_Exercise details_:
Rewrite the stretch of records from the line that contains "like point(568, 247)?" through the line that contains "point(474, 387)", requests included. Multiply each point coordinate in the answers by 0.7 and round it to a whole number, with halves rounded up, while leaving the numbers in the requests and their format samples as they are.

Some records:
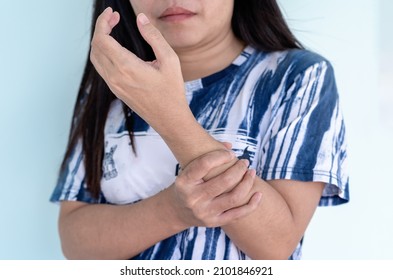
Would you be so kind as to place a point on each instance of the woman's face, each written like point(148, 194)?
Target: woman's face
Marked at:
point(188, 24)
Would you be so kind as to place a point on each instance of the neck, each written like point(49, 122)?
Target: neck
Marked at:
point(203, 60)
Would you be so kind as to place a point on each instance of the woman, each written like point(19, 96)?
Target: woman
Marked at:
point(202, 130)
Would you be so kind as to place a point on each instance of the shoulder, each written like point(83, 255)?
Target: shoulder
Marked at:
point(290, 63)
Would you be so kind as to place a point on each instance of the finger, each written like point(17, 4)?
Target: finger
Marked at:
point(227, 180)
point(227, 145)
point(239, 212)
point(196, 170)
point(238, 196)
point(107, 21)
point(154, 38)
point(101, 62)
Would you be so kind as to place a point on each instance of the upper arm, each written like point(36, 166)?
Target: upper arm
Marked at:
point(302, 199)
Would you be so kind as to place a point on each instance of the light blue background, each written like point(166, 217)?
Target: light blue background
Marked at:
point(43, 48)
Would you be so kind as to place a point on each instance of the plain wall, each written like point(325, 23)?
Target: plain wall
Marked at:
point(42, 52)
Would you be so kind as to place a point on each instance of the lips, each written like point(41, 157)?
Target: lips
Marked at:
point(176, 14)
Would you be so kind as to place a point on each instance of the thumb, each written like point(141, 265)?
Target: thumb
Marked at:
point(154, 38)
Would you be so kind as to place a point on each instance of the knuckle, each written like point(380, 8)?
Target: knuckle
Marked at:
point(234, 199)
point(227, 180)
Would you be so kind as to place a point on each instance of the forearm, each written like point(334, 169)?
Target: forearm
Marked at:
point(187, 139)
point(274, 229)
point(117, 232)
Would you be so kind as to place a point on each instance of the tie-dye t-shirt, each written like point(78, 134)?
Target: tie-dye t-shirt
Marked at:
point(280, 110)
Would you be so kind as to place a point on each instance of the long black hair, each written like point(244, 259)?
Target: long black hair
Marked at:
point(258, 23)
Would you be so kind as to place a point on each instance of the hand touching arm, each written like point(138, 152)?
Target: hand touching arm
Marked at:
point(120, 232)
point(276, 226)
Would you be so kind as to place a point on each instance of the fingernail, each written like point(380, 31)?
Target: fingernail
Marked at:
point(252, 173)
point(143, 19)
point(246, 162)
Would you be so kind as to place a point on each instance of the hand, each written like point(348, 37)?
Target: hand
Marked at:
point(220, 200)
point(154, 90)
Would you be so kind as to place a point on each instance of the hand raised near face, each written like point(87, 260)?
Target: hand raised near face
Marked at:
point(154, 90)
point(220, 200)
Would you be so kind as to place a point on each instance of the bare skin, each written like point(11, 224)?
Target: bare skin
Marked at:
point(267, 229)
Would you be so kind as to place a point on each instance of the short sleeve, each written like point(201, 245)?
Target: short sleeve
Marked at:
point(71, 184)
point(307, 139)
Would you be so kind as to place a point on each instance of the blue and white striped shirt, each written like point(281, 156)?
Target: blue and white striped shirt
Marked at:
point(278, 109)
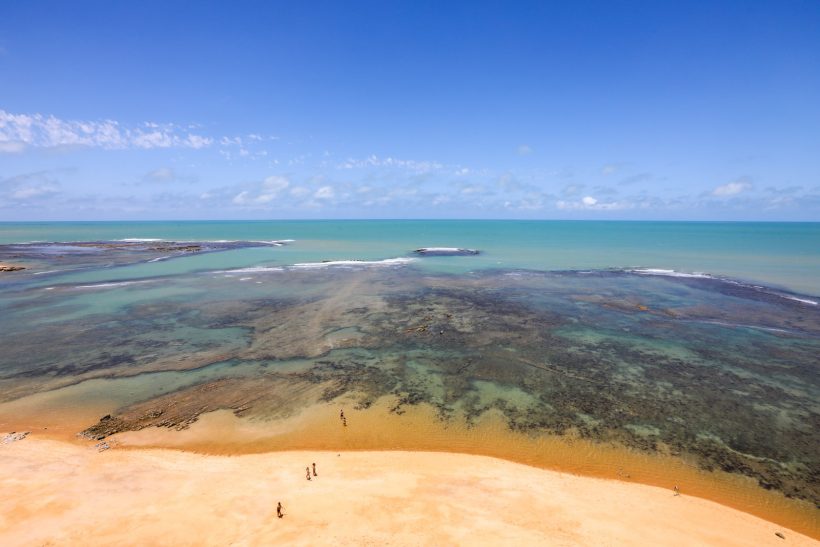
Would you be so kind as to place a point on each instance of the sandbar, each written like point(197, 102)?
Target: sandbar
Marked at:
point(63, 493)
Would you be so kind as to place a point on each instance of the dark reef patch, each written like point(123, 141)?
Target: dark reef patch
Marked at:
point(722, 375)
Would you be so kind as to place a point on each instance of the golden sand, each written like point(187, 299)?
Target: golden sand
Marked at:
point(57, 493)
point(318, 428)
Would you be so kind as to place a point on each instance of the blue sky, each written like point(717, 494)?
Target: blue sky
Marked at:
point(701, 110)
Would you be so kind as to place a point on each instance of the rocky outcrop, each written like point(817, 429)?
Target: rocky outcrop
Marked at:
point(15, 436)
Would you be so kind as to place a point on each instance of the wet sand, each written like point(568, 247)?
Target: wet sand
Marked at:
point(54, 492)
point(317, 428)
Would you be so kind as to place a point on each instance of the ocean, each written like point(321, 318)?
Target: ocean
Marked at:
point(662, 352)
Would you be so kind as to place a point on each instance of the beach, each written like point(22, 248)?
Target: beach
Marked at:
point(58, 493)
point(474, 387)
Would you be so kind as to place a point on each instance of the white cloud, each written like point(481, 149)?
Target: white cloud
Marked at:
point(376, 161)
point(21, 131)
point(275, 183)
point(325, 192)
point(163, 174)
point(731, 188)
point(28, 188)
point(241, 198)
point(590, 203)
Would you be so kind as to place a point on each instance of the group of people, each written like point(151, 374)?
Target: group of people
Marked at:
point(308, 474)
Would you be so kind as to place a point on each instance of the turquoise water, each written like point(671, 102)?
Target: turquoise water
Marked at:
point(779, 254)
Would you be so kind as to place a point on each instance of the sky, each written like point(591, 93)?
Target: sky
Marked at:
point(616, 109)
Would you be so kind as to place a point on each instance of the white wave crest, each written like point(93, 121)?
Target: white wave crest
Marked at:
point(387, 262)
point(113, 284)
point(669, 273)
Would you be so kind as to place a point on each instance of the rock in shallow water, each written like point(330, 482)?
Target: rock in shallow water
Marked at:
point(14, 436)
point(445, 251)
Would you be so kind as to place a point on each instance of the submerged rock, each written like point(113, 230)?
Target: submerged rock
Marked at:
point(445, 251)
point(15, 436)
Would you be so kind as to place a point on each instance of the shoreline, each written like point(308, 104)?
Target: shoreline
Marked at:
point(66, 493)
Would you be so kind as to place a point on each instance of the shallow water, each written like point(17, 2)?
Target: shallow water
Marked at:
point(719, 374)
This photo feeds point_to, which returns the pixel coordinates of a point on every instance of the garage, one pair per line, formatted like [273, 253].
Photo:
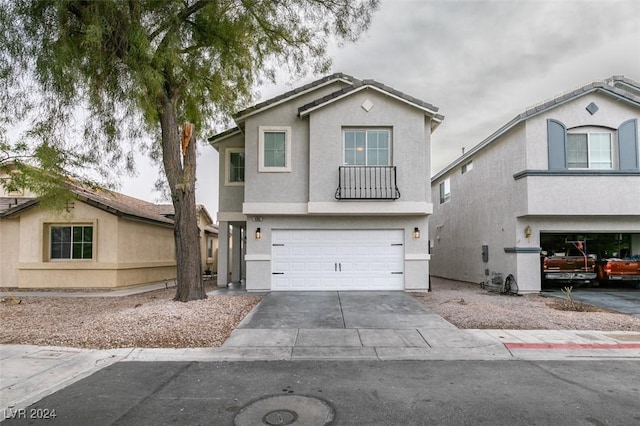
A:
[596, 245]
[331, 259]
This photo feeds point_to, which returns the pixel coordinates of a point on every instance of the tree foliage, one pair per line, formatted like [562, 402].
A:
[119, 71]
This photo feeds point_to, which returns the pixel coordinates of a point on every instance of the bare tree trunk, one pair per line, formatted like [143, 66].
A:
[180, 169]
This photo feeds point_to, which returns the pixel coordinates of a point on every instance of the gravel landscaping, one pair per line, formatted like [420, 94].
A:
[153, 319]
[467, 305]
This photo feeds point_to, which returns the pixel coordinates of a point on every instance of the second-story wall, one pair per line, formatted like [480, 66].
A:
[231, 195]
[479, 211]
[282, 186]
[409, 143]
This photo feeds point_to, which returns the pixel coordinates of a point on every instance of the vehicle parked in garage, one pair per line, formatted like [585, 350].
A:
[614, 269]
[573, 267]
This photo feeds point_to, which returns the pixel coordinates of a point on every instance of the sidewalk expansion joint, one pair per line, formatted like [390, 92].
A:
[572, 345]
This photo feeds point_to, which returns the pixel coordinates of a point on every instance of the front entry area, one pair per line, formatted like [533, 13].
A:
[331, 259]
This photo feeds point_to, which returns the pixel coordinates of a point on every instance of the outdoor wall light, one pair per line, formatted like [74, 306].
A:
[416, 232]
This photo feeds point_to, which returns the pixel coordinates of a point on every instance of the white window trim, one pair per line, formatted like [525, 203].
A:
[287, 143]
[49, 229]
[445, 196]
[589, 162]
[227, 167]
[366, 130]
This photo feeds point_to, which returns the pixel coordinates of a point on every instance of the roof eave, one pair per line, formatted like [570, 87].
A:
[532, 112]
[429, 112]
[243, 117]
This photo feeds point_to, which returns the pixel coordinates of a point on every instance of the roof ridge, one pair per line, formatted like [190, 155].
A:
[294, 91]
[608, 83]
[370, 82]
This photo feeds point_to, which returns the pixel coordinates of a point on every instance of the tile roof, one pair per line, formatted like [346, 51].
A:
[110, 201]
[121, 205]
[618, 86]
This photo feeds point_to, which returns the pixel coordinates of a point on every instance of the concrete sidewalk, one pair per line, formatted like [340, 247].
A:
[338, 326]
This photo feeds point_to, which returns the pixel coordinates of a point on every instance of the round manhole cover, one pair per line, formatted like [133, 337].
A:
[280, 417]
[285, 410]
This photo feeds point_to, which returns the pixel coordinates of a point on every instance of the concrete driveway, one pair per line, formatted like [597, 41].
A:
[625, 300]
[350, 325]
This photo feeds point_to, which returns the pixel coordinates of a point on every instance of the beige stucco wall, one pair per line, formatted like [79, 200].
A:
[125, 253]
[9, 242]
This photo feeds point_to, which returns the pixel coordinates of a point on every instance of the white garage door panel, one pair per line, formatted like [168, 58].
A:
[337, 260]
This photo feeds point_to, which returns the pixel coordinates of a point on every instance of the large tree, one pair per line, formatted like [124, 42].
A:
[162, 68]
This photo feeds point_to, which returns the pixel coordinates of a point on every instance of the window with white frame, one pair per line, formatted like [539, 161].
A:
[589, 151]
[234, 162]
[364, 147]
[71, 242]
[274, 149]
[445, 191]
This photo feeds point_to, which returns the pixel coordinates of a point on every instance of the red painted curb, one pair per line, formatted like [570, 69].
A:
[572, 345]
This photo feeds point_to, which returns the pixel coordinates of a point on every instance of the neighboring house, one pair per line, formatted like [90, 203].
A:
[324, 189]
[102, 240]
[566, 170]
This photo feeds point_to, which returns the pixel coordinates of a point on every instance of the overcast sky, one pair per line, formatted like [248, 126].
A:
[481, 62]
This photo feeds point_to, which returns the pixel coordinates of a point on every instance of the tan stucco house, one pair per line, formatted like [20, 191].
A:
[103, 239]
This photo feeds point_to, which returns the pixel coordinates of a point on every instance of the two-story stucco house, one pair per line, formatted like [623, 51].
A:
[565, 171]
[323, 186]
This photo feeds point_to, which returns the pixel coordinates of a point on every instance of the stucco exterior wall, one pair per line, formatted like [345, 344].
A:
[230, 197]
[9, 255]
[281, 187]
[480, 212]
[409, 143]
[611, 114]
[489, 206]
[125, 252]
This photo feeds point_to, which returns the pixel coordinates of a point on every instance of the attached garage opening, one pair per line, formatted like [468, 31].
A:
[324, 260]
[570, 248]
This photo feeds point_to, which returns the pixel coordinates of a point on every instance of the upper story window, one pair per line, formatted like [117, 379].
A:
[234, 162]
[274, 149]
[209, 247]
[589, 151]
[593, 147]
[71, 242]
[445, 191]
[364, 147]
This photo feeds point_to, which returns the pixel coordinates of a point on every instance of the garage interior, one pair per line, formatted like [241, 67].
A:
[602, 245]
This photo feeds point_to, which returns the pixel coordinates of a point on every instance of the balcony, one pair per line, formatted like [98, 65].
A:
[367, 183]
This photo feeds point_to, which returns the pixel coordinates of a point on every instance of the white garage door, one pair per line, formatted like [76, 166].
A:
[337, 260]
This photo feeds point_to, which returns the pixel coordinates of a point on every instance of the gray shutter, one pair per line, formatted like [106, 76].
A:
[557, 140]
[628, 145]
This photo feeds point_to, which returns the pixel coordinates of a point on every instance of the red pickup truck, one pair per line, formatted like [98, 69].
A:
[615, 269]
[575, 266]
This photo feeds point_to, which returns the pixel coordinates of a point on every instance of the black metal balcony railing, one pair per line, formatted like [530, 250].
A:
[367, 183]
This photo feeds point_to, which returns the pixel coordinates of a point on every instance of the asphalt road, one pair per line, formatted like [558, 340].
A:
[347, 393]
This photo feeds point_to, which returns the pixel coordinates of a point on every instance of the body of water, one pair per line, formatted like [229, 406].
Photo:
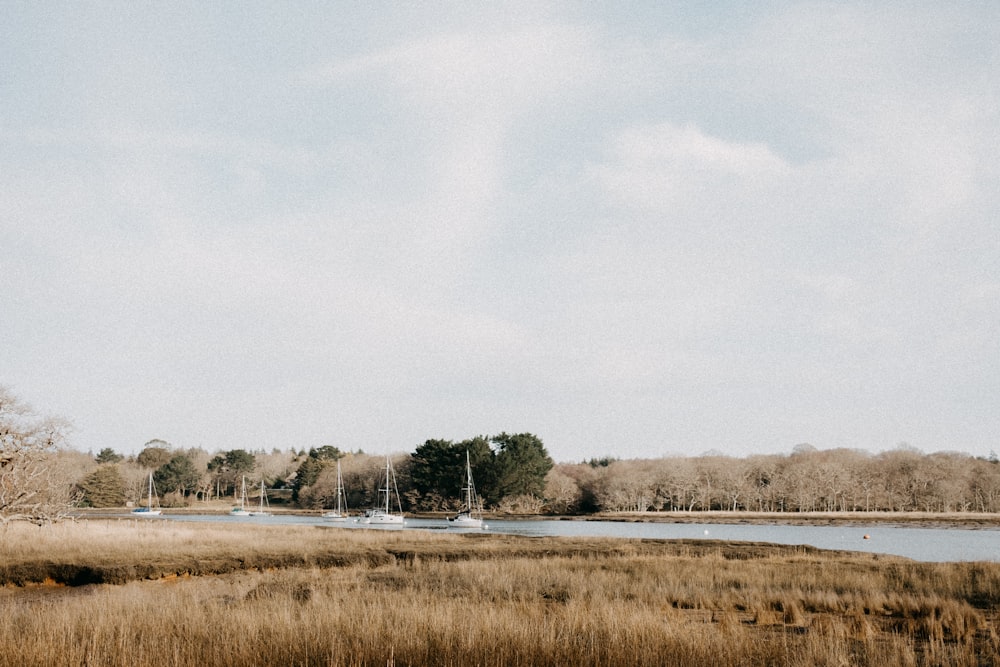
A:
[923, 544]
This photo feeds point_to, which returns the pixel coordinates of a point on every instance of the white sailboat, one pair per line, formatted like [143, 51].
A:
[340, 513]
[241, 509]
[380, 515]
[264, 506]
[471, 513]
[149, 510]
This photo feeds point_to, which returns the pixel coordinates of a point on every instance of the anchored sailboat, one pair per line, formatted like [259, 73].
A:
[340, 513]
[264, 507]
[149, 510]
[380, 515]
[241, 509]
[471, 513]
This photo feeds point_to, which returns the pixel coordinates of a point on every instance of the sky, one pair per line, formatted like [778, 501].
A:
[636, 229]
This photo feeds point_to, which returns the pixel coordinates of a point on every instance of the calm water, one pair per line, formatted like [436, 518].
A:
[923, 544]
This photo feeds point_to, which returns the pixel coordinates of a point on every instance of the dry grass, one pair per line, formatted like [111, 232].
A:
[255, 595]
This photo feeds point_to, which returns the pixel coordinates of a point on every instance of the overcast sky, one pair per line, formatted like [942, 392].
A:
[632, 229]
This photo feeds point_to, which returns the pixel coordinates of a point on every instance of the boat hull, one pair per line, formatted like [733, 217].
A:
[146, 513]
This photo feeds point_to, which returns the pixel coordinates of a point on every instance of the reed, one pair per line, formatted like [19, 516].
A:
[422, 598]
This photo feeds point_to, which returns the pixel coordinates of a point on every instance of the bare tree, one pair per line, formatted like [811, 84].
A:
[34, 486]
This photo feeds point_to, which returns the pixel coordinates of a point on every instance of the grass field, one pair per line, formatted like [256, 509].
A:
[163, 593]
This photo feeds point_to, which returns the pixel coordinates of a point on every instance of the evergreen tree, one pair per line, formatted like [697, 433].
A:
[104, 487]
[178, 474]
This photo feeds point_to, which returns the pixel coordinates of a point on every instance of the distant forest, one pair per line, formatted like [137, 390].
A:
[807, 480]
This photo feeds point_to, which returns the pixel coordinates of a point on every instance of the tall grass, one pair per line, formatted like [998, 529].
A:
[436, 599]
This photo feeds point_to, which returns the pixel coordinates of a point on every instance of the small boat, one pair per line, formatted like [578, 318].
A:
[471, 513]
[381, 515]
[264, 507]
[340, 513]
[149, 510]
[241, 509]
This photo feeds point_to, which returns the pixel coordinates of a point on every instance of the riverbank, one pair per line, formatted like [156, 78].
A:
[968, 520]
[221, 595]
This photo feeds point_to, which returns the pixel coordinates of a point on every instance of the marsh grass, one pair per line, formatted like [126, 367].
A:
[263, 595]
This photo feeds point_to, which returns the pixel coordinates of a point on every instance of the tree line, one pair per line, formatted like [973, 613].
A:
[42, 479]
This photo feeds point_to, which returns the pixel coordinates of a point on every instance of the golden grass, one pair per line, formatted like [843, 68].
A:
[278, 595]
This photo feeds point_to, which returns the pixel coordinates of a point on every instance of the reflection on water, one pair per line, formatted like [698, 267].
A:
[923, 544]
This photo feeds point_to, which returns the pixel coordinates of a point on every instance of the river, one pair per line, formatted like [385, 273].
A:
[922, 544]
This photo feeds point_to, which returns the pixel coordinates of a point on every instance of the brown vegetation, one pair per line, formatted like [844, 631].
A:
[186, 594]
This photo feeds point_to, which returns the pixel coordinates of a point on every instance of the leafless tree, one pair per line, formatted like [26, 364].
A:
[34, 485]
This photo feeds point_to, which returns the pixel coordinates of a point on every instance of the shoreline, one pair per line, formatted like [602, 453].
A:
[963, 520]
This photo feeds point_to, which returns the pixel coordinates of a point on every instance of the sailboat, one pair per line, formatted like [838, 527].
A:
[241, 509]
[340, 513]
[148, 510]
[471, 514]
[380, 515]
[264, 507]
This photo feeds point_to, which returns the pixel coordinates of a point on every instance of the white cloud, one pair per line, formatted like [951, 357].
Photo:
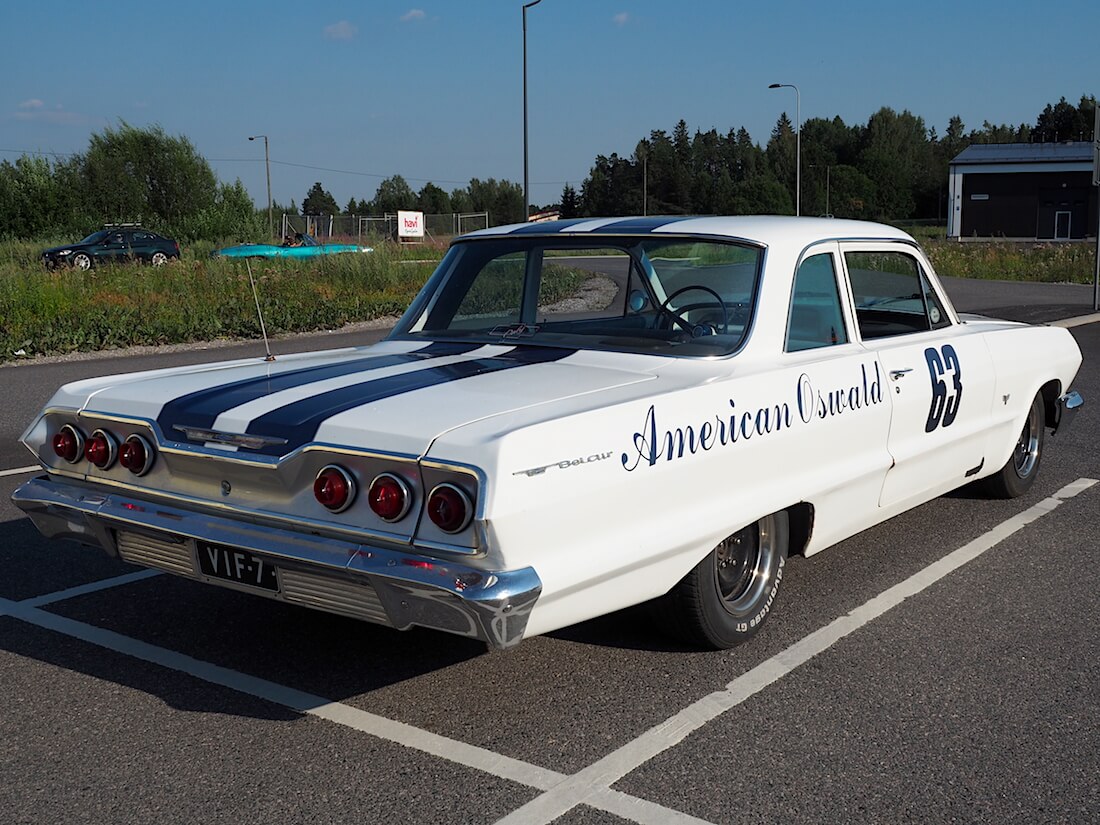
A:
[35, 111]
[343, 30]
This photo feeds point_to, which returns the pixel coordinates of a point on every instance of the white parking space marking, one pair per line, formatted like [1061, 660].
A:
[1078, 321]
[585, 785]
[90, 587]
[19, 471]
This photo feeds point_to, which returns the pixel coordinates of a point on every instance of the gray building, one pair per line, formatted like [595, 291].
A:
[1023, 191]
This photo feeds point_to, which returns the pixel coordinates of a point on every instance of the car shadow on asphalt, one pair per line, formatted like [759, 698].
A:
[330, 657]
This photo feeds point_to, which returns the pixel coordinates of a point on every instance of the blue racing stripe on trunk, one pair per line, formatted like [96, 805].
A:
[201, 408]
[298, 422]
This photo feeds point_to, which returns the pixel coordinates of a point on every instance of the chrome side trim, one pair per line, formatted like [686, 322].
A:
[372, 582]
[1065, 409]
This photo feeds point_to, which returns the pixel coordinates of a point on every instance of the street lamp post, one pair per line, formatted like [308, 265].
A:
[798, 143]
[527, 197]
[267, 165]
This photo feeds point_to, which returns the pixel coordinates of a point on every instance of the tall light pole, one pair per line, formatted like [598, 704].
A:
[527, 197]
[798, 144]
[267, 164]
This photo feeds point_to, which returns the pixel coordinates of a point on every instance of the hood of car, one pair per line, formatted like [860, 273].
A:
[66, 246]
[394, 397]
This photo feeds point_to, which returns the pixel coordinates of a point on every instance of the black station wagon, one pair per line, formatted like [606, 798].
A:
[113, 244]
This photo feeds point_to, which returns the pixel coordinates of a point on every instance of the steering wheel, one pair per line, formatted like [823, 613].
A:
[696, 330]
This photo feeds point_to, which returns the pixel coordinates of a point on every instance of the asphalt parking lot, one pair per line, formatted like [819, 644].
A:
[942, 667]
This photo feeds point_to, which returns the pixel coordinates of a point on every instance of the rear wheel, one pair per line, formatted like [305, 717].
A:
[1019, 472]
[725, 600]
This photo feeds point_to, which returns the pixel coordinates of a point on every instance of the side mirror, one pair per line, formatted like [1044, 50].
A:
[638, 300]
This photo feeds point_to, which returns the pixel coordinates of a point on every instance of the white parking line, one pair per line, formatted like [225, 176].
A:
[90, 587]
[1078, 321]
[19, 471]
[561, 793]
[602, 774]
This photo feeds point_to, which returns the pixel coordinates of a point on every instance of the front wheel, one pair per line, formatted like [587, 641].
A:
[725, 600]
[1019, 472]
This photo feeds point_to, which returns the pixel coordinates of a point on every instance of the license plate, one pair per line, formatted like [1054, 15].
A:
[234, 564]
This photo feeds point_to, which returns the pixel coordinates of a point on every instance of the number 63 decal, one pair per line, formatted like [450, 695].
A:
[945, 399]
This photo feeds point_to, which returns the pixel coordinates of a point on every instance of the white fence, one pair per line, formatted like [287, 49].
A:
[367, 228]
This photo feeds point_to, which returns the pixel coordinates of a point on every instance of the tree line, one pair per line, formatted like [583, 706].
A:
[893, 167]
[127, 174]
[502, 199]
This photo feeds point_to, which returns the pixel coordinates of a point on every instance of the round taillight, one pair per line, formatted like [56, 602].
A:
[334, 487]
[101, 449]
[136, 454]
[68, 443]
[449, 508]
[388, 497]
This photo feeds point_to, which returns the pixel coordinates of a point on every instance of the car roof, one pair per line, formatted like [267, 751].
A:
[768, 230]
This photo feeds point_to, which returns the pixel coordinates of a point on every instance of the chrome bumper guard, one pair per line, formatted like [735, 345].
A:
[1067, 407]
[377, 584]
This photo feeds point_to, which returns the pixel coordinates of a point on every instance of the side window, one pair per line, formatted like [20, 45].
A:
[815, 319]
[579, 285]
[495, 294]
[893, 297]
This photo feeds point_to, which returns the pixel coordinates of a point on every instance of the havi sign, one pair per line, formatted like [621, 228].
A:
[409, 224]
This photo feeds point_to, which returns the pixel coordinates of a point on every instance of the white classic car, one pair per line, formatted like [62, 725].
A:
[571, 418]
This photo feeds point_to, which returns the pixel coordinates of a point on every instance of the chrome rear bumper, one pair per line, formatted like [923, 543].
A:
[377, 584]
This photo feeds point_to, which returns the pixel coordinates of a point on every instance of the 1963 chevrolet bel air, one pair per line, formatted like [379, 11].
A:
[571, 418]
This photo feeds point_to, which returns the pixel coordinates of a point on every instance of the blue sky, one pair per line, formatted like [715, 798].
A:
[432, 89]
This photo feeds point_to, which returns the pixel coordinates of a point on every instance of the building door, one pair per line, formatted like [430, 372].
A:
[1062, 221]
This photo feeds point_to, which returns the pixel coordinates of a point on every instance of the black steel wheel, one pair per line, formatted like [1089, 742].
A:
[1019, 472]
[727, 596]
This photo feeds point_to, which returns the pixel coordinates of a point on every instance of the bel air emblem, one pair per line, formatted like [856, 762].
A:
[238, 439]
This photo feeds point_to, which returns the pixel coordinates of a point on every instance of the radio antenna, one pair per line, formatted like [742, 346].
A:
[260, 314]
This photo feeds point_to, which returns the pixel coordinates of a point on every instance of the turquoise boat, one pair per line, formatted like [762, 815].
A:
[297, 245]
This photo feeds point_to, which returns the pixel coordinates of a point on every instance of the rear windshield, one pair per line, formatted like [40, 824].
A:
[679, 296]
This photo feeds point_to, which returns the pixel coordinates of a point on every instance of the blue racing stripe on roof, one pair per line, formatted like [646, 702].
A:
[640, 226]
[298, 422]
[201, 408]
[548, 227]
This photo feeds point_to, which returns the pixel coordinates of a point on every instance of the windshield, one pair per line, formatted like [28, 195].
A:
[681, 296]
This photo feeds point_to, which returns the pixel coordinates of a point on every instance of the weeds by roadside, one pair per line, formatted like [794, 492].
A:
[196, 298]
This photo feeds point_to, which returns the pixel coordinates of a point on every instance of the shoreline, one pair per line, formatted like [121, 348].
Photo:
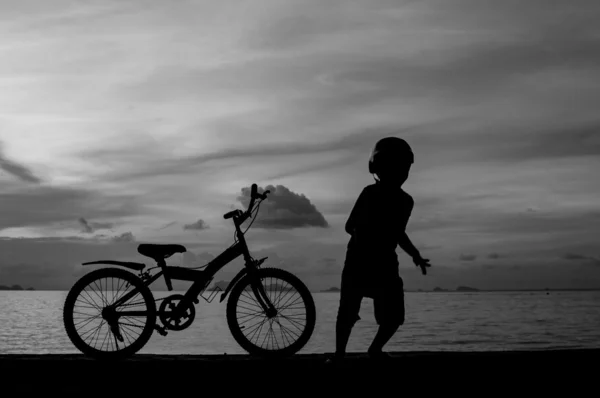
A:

_Solution to this problem_:
Would you be so kind as to place a point on each instance of the wet sand, each written like point(568, 247)?
Target: wet sand
Marked at:
point(38, 344)
point(222, 300)
Would you be so kind as to place a point on each instance of the ocean, each written like point(321, 318)?
Target: ocean
Marked at:
point(463, 246)
Would you be so kind as to place a point on each instance of the beach, each written like point(22, 248)?
Target: beach
Marked at:
point(41, 345)
point(332, 271)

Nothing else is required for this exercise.